■ THE TASK
In the data below, find every line with the word "glass" and copy it.
AVAILABLE DATA: Begin
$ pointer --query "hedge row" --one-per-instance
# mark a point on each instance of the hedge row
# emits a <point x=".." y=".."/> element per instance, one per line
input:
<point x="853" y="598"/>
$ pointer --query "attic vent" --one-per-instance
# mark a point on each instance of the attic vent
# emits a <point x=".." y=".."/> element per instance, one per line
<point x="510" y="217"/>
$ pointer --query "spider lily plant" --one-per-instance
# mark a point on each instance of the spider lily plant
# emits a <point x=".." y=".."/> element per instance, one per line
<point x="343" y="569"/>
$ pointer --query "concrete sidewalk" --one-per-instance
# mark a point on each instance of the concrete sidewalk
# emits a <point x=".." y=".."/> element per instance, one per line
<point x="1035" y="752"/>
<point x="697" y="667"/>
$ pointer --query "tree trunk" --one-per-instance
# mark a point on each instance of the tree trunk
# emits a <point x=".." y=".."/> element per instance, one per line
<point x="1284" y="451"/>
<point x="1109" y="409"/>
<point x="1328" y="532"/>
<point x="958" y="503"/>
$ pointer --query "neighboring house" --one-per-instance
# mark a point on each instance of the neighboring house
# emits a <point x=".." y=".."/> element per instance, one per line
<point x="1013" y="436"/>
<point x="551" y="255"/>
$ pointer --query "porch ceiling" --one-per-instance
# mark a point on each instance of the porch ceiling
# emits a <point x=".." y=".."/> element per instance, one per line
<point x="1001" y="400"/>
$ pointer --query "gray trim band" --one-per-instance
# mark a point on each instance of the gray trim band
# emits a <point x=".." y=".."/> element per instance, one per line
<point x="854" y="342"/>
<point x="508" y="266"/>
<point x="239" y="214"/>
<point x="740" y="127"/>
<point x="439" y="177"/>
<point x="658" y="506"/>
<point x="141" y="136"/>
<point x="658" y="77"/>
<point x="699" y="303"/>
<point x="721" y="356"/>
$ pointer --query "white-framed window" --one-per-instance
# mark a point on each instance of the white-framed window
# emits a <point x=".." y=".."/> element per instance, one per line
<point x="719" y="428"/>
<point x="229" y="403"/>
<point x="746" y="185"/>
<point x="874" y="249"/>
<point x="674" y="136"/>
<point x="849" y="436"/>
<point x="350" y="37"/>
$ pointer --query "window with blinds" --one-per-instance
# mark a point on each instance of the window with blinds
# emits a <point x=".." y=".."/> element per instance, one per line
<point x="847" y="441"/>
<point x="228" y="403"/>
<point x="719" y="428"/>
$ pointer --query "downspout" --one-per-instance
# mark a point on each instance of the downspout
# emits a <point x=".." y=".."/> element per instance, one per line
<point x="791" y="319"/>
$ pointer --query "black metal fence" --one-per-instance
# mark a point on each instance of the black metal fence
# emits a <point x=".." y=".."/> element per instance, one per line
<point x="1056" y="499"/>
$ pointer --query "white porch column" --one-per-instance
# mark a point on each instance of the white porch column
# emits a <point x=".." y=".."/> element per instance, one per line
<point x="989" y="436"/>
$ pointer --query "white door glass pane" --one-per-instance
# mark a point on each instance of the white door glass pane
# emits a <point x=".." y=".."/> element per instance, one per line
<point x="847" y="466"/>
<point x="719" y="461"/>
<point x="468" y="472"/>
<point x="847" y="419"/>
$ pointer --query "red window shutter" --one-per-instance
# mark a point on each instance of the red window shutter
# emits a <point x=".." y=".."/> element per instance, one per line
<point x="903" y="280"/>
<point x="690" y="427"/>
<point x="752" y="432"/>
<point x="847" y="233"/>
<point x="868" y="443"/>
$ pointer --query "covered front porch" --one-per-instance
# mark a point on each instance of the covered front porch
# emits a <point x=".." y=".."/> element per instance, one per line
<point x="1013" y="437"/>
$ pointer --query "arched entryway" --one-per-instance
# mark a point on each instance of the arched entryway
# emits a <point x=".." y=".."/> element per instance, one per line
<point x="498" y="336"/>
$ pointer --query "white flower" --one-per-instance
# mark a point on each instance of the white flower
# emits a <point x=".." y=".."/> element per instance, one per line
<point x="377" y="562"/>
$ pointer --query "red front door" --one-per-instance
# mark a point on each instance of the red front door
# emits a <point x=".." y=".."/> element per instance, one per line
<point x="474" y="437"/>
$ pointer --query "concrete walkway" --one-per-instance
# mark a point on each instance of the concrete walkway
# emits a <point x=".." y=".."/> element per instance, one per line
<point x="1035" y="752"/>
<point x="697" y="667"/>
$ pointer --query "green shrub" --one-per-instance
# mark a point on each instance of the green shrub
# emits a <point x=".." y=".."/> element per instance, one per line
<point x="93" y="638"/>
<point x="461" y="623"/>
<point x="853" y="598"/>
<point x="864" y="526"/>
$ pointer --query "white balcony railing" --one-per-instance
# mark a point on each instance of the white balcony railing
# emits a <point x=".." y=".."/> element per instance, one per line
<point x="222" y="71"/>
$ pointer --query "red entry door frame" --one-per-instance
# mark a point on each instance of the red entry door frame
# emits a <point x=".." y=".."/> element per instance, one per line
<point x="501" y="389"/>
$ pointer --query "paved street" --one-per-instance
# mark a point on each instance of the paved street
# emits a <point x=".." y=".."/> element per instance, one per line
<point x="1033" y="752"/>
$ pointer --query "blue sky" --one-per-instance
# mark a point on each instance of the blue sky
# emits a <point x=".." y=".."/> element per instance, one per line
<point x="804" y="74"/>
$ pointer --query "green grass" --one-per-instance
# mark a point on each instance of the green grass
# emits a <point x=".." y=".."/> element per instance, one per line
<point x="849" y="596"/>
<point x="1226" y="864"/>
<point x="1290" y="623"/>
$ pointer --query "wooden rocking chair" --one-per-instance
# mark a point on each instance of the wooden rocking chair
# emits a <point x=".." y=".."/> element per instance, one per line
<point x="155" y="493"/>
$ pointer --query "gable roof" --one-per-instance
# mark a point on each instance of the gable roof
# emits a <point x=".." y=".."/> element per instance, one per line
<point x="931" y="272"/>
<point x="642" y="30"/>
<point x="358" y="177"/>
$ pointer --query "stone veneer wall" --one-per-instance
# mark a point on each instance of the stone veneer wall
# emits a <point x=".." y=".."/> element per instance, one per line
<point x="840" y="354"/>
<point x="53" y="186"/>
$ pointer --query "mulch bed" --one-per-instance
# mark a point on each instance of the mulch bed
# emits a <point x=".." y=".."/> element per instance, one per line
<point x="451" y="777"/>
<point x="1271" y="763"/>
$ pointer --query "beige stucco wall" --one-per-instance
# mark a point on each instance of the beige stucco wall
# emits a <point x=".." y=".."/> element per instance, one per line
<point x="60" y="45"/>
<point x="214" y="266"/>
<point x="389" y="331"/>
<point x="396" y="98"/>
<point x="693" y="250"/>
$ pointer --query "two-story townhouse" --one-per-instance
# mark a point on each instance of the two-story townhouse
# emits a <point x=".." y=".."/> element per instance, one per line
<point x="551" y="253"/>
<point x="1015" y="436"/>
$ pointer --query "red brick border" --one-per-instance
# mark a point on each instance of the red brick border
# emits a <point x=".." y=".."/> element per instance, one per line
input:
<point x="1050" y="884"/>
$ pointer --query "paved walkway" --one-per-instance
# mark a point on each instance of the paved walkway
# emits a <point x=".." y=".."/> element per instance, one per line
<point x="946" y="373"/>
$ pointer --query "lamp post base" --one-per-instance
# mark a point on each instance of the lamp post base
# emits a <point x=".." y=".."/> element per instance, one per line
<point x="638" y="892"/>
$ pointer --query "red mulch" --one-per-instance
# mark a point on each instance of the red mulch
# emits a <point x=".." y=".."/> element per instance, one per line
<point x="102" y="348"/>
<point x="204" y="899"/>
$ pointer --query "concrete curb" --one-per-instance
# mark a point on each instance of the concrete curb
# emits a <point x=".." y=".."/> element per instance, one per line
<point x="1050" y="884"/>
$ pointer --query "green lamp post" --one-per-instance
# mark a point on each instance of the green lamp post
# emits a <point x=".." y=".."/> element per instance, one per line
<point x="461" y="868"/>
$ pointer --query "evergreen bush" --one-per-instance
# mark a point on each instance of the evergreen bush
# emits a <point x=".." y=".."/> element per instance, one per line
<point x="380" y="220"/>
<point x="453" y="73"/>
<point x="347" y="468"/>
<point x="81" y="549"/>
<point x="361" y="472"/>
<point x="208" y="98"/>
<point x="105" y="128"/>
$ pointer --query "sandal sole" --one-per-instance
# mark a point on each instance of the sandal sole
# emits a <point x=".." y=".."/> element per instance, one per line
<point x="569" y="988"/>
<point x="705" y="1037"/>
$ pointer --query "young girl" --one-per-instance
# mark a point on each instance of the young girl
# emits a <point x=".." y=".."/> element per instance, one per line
AVAILABLE DATA: End
■ EXPECTED OUTPUT
$ pointer --query "white door glass pane" --one-per-instance
# mark a point on each instance of the white door glass pane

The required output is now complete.